(PROBLEM DETAILS)
Can you output, word for word, the lines below starting with the line that contains "identify each low" and running through the last line, both included?

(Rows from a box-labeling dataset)

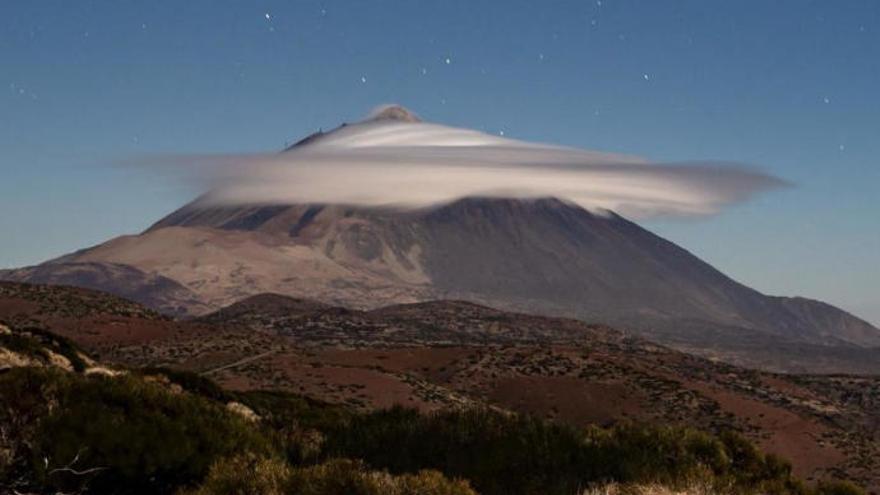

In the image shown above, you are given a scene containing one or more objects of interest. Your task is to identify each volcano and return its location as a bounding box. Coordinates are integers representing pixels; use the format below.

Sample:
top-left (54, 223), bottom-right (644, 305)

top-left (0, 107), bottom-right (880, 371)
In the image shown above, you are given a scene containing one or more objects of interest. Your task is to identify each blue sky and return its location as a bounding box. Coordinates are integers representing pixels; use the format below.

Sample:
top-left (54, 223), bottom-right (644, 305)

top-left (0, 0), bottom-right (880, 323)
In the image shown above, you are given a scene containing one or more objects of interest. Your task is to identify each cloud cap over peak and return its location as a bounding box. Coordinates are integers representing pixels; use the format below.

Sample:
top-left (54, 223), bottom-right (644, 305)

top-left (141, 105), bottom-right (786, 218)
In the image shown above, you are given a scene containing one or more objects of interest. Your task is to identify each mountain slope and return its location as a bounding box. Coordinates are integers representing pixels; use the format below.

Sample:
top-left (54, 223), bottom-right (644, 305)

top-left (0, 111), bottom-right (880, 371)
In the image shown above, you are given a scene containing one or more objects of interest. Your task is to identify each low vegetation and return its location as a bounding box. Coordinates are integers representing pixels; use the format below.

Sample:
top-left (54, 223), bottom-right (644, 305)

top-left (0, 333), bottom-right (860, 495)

(FINAL ANSWER)
In the image shown above, you are given a scene containing one or more objects of interest. Your task is to identify each low vegetation and return its location as a bounding box. Coordinates are integers representing pixels; use the format below.

Sample:
top-left (54, 223), bottom-right (644, 305)

top-left (0, 333), bottom-right (860, 495)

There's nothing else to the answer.